▶ [Given request] Pull out every line of the records that contains the string "spire", copying each one in full. Matching is case-sensitive.

▶ [Data supplied]
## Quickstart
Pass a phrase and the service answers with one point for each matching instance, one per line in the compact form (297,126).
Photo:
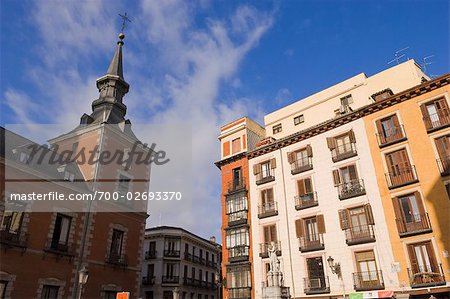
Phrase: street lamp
(336,269)
(83,275)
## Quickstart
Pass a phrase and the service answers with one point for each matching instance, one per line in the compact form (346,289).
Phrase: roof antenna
(425,62)
(398,55)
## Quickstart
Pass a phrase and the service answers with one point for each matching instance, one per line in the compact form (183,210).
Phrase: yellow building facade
(409,135)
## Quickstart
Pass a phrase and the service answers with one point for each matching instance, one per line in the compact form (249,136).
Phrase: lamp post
(336,269)
(83,275)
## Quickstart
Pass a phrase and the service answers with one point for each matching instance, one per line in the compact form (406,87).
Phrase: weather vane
(125,19)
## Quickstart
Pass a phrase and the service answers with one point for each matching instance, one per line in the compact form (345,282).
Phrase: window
(400,170)
(443,148)
(382,95)
(410,214)
(435,113)
(342,146)
(61,231)
(276,129)
(116,243)
(389,130)
(347,100)
(299,119)
(347,181)
(123,184)
(49,292)
(236,145)
(367,275)
(3,285)
(358,224)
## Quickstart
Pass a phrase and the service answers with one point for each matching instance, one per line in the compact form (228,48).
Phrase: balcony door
(367,275)
(316,275)
(399,167)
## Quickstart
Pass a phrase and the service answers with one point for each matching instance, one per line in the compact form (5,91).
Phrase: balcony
(170,279)
(426,276)
(305,201)
(317,285)
(240,293)
(236,186)
(151,254)
(187,256)
(171,253)
(351,189)
(117,259)
(366,281)
(13,240)
(148,280)
(444,166)
(301,165)
(437,120)
(236,218)
(265,177)
(402,177)
(311,243)
(264,249)
(417,224)
(238,253)
(393,135)
(267,210)
(360,234)
(344,151)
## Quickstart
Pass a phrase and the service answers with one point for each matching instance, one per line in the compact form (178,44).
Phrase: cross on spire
(125,19)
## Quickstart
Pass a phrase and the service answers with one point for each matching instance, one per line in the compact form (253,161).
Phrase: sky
(204,63)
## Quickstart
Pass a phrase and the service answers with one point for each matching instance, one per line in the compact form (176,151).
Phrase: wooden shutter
(398,215)
(369,214)
(344,219)
(379,128)
(331,142)
(301,187)
(309,150)
(273,163)
(299,228)
(291,157)
(320,224)
(336,177)
(443,147)
(352,171)
(256,169)
(351,136)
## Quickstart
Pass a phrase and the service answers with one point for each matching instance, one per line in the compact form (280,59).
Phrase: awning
(370,295)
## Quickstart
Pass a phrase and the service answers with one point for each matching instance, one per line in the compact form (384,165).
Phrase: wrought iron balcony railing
(305,201)
(301,165)
(360,234)
(316,285)
(437,120)
(344,151)
(393,135)
(370,280)
(264,248)
(268,209)
(444,165)
(238,253)
(426,275)
(416,224)
(351,189)
(311,242)
(401,177)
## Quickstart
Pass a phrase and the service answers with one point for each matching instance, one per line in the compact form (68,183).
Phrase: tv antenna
(426,61)
(398,55)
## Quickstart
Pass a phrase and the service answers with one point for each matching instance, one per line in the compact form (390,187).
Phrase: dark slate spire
(112,87)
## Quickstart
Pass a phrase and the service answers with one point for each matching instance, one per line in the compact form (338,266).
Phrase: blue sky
(203,62)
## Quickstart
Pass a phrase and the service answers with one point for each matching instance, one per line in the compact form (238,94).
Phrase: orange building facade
(409,138)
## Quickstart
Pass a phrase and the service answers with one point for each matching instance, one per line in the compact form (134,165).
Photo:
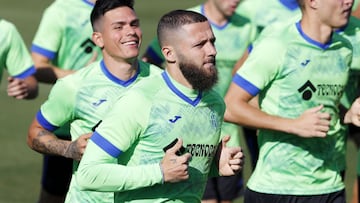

▶ [Result for this exercise]
Phrase: cross on spire
Phrase: dark slate spire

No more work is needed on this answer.